### Work order
Answer these questions using the news article below.
(a) In which unit did William Strickly serve?
(b) Into which cabin did Strickly stumble before collapsing?
(c) What does Walker's book focus on?

### Excerpted text

August 28, 2011|By DAVE MCMILLION | davem@herald-mail.com
  • Keven M. Walker, right, co-author of "A Guide to the Antietam Farmsteads," signs a copy of his book for Adam Smedley, left of Orlean, Va., Sunday afternoon at Antietam National Battlefield's visitors center in Sharpsburg.
By Joe Crocetta/Staff Photographer

SHARPSBURG — Among the grim stories from the Sept. 17, 1862, Battle of Antietam was the wounding of William Strickly of the 5th Virginia Infantry.

An artillery explosion ripped through the belly of Strickly’s horse, killing the animal, and tearing Strickly’s left arm off, according to a new book co-written by Keven M. Walker.

Strickly stumbled into the Mary Locher cabin near the visitors center at Antietam National Battlefield and collapsed on the floor, according to Walker’s book, “A Guide to the Antietam Farmsteads.”

Two surgeons found Strickly and tied off his arteries, but Strickly found himself alone again after the area came under Union artillery fire, according to the book.

Another soldier came into the cabin to escape the hail of bullets and found Strickly, who eventually made it to a Confederate hospital and survived, the book said.

Walker’s book focuses on how the battle affected people who made their living on farms around the battlefield.

### Record extracts
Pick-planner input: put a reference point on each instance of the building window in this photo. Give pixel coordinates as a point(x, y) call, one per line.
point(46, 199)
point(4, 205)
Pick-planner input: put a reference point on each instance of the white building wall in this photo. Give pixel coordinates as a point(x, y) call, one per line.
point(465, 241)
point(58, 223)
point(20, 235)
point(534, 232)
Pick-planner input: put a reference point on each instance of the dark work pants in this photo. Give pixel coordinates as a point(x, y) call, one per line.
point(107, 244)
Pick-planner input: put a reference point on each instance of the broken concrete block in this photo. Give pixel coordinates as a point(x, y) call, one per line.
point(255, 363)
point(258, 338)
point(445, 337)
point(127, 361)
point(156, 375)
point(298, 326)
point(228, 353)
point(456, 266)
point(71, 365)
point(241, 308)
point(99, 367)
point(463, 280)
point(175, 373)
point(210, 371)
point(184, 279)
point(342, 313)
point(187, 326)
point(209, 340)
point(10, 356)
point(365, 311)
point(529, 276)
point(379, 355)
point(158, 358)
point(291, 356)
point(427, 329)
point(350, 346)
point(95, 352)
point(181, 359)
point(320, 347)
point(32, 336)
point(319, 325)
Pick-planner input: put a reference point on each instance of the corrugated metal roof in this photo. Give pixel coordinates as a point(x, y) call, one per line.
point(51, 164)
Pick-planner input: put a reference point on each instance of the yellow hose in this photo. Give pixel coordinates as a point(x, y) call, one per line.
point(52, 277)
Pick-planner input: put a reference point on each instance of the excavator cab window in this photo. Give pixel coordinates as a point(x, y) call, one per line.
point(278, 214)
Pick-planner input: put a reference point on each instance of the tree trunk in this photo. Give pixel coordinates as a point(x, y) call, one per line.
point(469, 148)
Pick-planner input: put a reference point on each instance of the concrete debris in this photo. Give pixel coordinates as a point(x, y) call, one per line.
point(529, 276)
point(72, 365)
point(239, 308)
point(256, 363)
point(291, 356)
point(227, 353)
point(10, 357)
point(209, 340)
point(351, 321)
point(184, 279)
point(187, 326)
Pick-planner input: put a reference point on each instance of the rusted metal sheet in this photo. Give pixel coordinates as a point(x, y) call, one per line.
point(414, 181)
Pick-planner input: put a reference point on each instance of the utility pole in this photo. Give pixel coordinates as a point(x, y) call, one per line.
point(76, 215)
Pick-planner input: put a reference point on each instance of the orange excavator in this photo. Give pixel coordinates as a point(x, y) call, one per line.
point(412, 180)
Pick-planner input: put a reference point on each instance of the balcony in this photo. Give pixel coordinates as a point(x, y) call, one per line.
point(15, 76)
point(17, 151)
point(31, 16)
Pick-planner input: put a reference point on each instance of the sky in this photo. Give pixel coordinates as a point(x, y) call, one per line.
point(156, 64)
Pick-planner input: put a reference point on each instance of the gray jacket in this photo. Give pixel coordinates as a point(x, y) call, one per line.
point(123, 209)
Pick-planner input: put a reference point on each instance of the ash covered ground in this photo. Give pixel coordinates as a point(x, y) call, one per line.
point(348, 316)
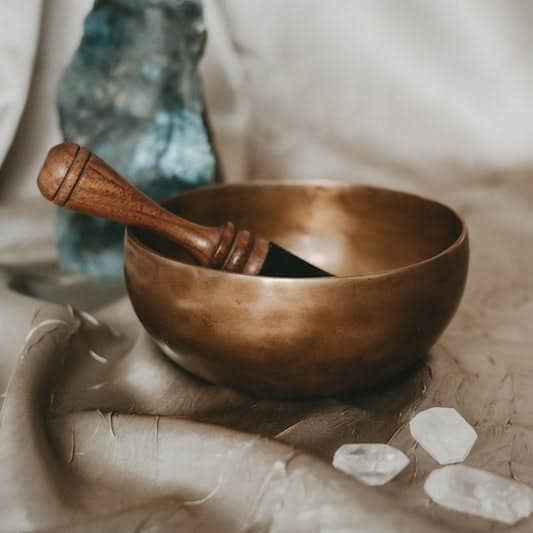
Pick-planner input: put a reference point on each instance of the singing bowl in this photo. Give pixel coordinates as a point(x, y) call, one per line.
point(401, 262)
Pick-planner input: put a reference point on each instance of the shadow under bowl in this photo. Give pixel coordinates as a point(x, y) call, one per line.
point(401, 262)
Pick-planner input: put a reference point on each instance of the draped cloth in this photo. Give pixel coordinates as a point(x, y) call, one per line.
point(101, 432)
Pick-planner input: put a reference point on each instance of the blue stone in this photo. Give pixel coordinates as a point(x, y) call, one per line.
point(133, 95)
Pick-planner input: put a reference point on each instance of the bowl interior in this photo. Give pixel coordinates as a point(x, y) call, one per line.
point(347, 230)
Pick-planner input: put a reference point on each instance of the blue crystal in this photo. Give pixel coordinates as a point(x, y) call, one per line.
point(132, 94)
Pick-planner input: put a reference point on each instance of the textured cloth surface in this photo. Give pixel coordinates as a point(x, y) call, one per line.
point(101, 432)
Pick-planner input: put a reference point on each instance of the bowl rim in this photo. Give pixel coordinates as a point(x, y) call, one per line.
point(130, 237)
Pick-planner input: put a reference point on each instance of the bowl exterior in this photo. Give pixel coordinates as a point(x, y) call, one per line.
point(294, 338)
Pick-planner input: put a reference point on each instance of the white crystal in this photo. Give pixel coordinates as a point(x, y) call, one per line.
point(444, 434)
point(477, 492)
point(372, 464)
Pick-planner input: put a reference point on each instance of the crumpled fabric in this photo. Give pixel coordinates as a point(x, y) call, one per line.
point(100, 431)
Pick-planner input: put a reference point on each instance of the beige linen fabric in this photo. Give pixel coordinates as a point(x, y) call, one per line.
point(101, 432)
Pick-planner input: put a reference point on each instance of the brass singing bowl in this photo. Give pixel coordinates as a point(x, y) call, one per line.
point(401, 262)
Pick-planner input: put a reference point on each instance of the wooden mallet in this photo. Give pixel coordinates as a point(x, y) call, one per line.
point(75, 178)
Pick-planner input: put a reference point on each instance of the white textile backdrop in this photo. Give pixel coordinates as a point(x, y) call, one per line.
point(375, 90)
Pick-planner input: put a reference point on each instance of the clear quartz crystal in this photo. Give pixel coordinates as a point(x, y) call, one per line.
point(480, 493)
point(444, 434)
point(372, 464)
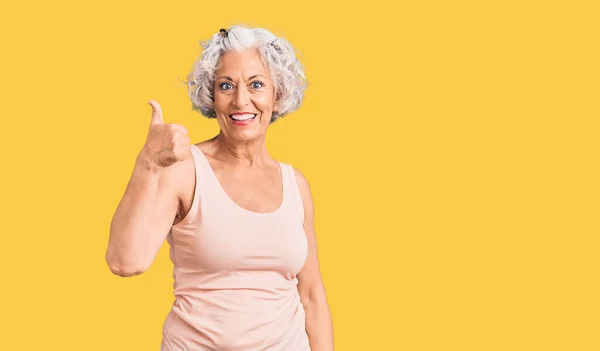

### Your solution
(a) The 5th Virginia Infantry.
(b) The Mary Locher cabin.
(c) How the battle affected people who made their living on farms around the battlefield.